▶ WHAT YOU SHOULD DO
Write out the pulled pork thread below word for word, from its title to the end of the last post.

▶ EXCERPT
# Pulled Pork au Jus?



## gene45 (Jun 29, 2009)

I did a couple of 10 lb leg roasts, which I got for $1./b CDN.  (10 hours in the smoker and 3 in the oven with foil).  

When I was ready to pull it, the foil contained some dark colored drippings, which I saved, cooled and lifted off the lard.   When cold, this stuff is a gel, and when warmed it is a thin liquid.  

I tried it as an 'au jus' dip and it was OK. A fairly strong smoke flavor.   I thought it might be good to make this into a thick sauce to add to the bun. 

I used Emeril's Essence, dry mustard and Brown sugar as a rub. Mesquite smoke.   

Any ideas for a recipe?

Thanks....


----------



## dmack (Jun 29, 2009)

I would agree the drippings alone aren't much to speak of. Last month I was at a competition sampling the pork the competitors put out for tasting. At one camp they had the pork and then a bowl of a dark colored liquid. Naturally I dipped and ate. Yikes!! The old gentleman said, "We call it pig candy." Well this was after eating samples for an hour much of it luke warm at best-the temps had risen to where anything marginal didn't sit well. Sorry for the rambling. But the point is alone the juice is not my favorite. Most of the members will tell you to do exactly as you did, remove the fat. From there you can freeze it and add it later or when ever you are ready to serve. I definitely would look into adding a vinegar based finishing sauce. Just do a search on this site. SoFlaQuer has the one I use.

▶ LISTED ENTRIES
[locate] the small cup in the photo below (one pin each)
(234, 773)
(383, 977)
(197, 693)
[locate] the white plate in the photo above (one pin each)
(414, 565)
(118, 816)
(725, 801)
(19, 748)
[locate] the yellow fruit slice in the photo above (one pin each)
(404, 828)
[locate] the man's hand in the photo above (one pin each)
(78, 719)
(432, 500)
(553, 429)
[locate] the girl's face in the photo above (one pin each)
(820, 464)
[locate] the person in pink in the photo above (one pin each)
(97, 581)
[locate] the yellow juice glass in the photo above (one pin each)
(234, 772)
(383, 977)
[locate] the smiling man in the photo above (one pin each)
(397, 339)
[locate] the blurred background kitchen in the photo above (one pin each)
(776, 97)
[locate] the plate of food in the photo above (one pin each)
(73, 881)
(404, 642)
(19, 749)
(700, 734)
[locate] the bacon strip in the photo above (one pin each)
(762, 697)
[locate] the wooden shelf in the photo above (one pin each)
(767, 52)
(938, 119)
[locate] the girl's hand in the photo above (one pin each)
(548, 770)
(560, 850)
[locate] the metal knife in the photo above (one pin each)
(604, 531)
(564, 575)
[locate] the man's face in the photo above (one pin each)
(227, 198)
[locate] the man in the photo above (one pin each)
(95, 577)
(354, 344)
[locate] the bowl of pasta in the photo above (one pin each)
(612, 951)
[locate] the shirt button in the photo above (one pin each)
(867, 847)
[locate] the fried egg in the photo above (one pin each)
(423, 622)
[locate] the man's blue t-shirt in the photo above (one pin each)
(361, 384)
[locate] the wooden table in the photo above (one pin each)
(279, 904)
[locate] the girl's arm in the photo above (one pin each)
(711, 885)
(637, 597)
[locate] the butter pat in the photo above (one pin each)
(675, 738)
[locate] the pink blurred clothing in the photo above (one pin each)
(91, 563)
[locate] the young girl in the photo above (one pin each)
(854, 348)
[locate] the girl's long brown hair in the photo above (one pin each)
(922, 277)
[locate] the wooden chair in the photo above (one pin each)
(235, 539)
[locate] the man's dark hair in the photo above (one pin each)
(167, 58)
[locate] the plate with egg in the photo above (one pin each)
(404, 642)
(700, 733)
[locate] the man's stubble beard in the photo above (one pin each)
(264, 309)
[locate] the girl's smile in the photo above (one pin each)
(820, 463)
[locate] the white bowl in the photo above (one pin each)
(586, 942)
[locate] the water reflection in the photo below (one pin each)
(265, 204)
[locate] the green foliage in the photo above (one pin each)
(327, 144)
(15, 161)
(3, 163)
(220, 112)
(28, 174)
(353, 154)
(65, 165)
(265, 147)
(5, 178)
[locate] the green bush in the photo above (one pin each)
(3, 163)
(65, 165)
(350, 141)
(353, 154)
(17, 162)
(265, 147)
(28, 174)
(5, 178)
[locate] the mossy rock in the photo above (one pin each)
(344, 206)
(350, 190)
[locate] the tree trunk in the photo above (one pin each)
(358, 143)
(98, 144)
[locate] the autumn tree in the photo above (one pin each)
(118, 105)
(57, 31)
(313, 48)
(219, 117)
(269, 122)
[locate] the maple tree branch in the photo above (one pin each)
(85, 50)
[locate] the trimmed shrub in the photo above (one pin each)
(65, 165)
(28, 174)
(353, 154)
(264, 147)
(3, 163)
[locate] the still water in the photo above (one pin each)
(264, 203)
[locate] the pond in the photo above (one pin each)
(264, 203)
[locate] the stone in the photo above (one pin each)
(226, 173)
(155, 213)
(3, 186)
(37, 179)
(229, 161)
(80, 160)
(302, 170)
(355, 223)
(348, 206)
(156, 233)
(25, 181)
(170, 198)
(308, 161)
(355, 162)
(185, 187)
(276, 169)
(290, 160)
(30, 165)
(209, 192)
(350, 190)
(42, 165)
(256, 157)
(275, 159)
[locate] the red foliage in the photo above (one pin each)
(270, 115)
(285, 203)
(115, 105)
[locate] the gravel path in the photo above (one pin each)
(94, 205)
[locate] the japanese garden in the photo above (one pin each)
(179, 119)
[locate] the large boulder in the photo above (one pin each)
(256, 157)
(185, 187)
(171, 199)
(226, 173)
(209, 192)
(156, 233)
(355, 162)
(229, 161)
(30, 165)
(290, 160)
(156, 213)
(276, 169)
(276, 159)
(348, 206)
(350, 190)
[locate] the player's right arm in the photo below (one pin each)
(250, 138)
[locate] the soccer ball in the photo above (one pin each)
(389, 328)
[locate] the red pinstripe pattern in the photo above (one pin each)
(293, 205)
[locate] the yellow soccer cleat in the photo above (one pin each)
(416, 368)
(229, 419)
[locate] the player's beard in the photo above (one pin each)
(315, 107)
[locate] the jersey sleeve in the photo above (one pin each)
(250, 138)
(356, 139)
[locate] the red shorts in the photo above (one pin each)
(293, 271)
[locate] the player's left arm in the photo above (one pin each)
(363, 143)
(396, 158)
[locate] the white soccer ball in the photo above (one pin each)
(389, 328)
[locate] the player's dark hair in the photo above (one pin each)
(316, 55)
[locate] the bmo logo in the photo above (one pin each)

▶ REPLY TO THE TASK
# Pulled Pork au Jus?



## gene45 (Jun 29, 2009)

I did a couple of 10 lb leg roasts, which I got for $1./b CDN.  (10 hours in the smoker and 3 in the oven with foil).  

When I was ready to pull it, the foil contained some dark colored drippings, which I saved, cooled and lifted off the lard.   When cold, this stuff is a gel, and when warmed it is a thin liquid.  

I tried it as an 'au jus' dip and it was OK. A fairly strong smoke flavor.   I thought it might be good to make this into a thick sauce to add to the bun. 

I used Emeril's Essence, dry mustard and Brown sugar as a rub. Mesquite smoke.   

Any ideas for a recipe?

Thanks....


----------



## dmack (Jun 29, 2009)

I would agree the drippings alone aren't much to speak of. Last month I was at a competition sampling the pork the competitors put out for tasting. At one camp they had the pork and then a bowl of a dark colored liquid. Naturally I dipped and ate. Yikes!! The old gentleman said, "We call it pig candy." Well this was after eating samples for an hour much of it luke warm at best-the temps had risen to where anything marginal didn't sit well. Sorry for the rambling. But the point is alone the juice is not my favorite. Most of the members will tell you to do exactly as you did, remove the fat. From there you can freeze it and add it later or when ever you are ready to serve. I definitely would look into adding a vinegar based finishing sauce. Just do a search on this site. SoFlaQuer has the one I use.